__Exercise objective__.
Duplicate every line of the material below without changing anything.
╭─ Information given
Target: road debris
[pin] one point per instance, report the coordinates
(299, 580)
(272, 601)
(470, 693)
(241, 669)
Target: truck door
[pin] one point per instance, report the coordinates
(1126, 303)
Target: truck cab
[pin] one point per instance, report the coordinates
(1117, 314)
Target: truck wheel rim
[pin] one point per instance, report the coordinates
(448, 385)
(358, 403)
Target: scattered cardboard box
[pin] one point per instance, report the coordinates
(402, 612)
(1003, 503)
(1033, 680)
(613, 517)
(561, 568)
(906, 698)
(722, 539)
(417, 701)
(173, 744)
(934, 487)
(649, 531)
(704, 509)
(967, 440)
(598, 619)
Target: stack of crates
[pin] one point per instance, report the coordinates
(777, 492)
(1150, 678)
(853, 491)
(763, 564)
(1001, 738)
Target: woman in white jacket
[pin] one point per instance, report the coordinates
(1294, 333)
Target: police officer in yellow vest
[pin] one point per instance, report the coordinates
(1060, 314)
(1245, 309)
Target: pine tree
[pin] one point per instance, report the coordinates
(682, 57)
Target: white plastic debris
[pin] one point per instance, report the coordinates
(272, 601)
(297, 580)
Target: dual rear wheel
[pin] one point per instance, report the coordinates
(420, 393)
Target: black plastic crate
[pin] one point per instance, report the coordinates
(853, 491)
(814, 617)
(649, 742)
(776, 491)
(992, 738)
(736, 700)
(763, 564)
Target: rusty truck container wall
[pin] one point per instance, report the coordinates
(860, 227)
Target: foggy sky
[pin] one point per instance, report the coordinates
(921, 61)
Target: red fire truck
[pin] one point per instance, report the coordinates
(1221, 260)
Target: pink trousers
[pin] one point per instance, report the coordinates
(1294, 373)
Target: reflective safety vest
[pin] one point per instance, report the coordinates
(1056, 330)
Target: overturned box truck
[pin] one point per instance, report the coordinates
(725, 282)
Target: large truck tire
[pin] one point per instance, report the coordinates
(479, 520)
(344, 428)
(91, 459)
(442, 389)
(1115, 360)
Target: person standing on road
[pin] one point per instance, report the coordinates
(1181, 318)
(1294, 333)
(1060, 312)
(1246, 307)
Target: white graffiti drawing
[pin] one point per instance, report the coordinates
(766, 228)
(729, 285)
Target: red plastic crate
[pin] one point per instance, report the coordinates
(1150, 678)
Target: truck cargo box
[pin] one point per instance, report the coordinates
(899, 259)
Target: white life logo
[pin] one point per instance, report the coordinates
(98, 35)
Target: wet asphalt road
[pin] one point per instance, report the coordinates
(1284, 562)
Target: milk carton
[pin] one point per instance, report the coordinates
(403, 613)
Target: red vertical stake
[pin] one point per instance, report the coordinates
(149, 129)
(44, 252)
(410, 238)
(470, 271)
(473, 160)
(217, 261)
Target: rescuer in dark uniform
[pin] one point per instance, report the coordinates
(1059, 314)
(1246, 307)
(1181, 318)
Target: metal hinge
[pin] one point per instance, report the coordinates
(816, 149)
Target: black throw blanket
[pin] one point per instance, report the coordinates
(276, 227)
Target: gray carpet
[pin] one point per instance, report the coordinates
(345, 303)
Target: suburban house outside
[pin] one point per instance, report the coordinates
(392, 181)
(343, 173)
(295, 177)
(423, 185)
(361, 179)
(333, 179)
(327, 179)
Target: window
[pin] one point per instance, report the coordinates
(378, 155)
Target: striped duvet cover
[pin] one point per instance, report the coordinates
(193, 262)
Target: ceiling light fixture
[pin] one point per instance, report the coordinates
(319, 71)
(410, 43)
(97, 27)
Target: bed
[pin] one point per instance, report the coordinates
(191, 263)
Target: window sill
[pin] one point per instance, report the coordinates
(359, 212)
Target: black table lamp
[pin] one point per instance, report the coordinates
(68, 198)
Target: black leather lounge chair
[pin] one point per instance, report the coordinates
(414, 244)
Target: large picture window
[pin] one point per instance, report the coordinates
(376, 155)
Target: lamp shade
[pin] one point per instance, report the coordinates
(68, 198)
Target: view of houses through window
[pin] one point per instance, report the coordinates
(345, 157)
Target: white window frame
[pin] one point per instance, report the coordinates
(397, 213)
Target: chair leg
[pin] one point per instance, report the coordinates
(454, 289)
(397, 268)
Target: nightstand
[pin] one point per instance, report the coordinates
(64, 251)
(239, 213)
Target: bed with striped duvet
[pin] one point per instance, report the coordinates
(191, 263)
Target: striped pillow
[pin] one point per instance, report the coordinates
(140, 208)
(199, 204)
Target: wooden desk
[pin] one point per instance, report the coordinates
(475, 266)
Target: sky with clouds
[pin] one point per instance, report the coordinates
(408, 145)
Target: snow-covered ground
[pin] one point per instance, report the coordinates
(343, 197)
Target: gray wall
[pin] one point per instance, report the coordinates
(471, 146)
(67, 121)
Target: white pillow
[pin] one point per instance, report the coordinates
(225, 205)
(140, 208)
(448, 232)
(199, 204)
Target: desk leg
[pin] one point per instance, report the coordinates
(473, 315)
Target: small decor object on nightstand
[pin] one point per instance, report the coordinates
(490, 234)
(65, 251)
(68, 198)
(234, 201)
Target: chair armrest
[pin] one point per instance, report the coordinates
╰─
__Reply to the task__.
Target: road debris
[pin] one point per instance, report the coordinates
(299, 580)
(272, 601)
(470, 693)
(241, 669)
Target: truck door
[pin] one point per instance, report the coordinates
(1126, 303)
Target: truck cab
[pin] one point per instance, report the coordinates
(1117, 314)
Target: truck wheel rim
[pin] one point per instance, report the coordinates
(448, 385)
(358, 403)
Target: scattered cardboard box
[pin] one point per instance, report the coordinates
(402, 612)
(1003, 503)
(1033, 680)
(613, 517)
(561, 568)
(906, 698)
(722, 539)
(417, 701)
(173, 744)
(934, 487)
(649, 531)
(704, 509)
(967, 440)
(598, 619)
Target: stack of crates
[pin] one point per instance, report the coordinates
(777, 492)
(1150, 678)
(853, 491)
(763, 564)
(1001, 738)
Target: woman in white jacket
[pin] one point per instance, report the coordinates
(1294, 333)
Target: police officer in yellow vest
[pin] one point per instance, report the coordinates
(1060, 314)
(1245, 309)
Target: pine tree
[pin] one point per instance, report the coordinates
(682, 57)
Target: white plastic debris
[pin] one point per instance, report the coordinates
(272, 601)
(297, 580)
Target: dual rear wheel
[pin] one point per instance, report the coordinates
(420, 393)
Target: black plastic crate
[pin] one point per instance, report the coordinates
(853, 491)
(814, 617)
(649, 742)
(776, 491)
(992, 738)
(736, 700)
(763, 564)
Target: rusty truck container wall
[pin] one point per instance, report the coordinates
(860, 227)
Target: foggy sky
[pin] one point per instance, report the coordinates
(921, 61)
Target: red fire truck
[pin] one point per instance, report the coordinates
(1221, 260)
Target: pink trousers
[pin] one point per instance, report the coordinates
(1294, 373)
Target: reflective safety vest
[pin] one point per instance, report the coordinates
(1056, 330)
Target: overturned box truck
[pin] one point per instance, report the coordinates
(725, 282)
Target: large truck tire
[pin] one point per instance, report the coordinates
(479, 520)
(344, 428)
(91, 459)
(442, 389)
(1115, 360)
Target: person standing on road
[pin] one point per instance, report the coordinates
(1181, 318)
(1294, 333)
(1060, 312)
(1246, 307)
Target: white graffiti drawing
[pin] one point per instance, report the coordinates
(766, 228)
(729, 285)
Target: red plastic crate
[pin] one point per instance, report the coordinates
(1150, 678)
Target: truck cargo box
[pin] one point per instance, report the coordinates
(899, 259)
Target: white life logo
[pin] one point per instance, report the coordinates
(98, 35)
Target: wet asphalt road
[pin] one point per instance, report the coordinates
(1284, 562)
Target: milk carton
[pin] one point per instance, report the coordinates
(403, 613)
Target: red vertical stake
[pin] one point per instance, report the coordinates
(149, 129)
(44, 252)
(410, 238)
(470, 271)
(473, 160)
(217, 261)
Target: rescuer in dark uniform
[pin] one point per instance, report the coordinates
(1059, 314)
(1246, 307)
(1181, 318)
Target: metal hinge
[pin] one point per instance, report the coordinates
(816, 149)
Target: black throw blanket
[pin] one point per instance, report the coordinates
(276, 227)
Target: gray carpet
[pin] one point per instance, report the coordinates
(345, 303)
Target: suburban house outside
[pin] one point per instance, report the coordinates
(392, 181)
(343, 173)
(295, 177)
(423, 185)
(361, 179)
(333, 179)
(327, 179)
Target: window
[pin] one point per instance, report the coordinates
(378, 155)
Target: striped duvet cover
[pin] one point per instance, report the coordinates
(193, 262)
Target: ceiling light fixture
[pin] one point per instance, report the coordinates
(319, 71)
(410, 43)
(97, 27)
Target: bed
[pin] one point per instance, report the coordinates
(191, 263)
Target: window sill
[pin] one point per instance, report the coordinates
(359, 212)
Target: black table lamp
[pin] one point per instance, report the coordinates
(68, 198)
Target: black leather lounge chair
[pin] one point per instance, report the coordinates
(414, 244)
Target: large picture window
[pin] one point per instance, report the coordinates
(376, 155)
Target: lamp shade
[pin] one point per instance, report the coordinates
(68, 198)
Target: view of houses through window
[pin] one point per instance, report the coordinates
(345, 157)
Target: white window frame
[pin] one point per instance, report the coordinates
(397, 213)
Target: chair leg
[pin] one point per instance, report the coordinates
(454, 289)
(397, 268)
Target: nightstand
[pin] one point per instance, report the coordinates
(64, 251)
(239, 213)
Target: bed with striped duvet
[pin] one point per instance, report the coordinates
(191, 263)
Target: striped pillow
[pin] one point per instance, report the coordinates
(140, 208)
(199, 204)
Target: wooden desk
[pin] one point per instance, report the coordinates
(475, 266)
Target: sky with clouds
[pin] one point per instance, report the coordinates
(408, 145)
Target: snow-covered ground
[pin] one point per instance, report the coordinates
(343, 197)
Target: gray wall
[pin] one point per instance, report the coordinates
(471, 146)
(67, 121)
Target: white pillow
[pin] one point per instance, report the coordinates
(225, 205)
(140, 208)
(448, 232)
(199, 204)
Target: desk leg
[pin] one point per instance, report the coordinates
(473, 315)
Target: small decor object on nightstand
[pin] one point per instance, report the coordinates
(490, 234)
(65, 251)
(68, 198)
(234, 201)
Target: chair armrest
[pin] one point per instance, report the coordinates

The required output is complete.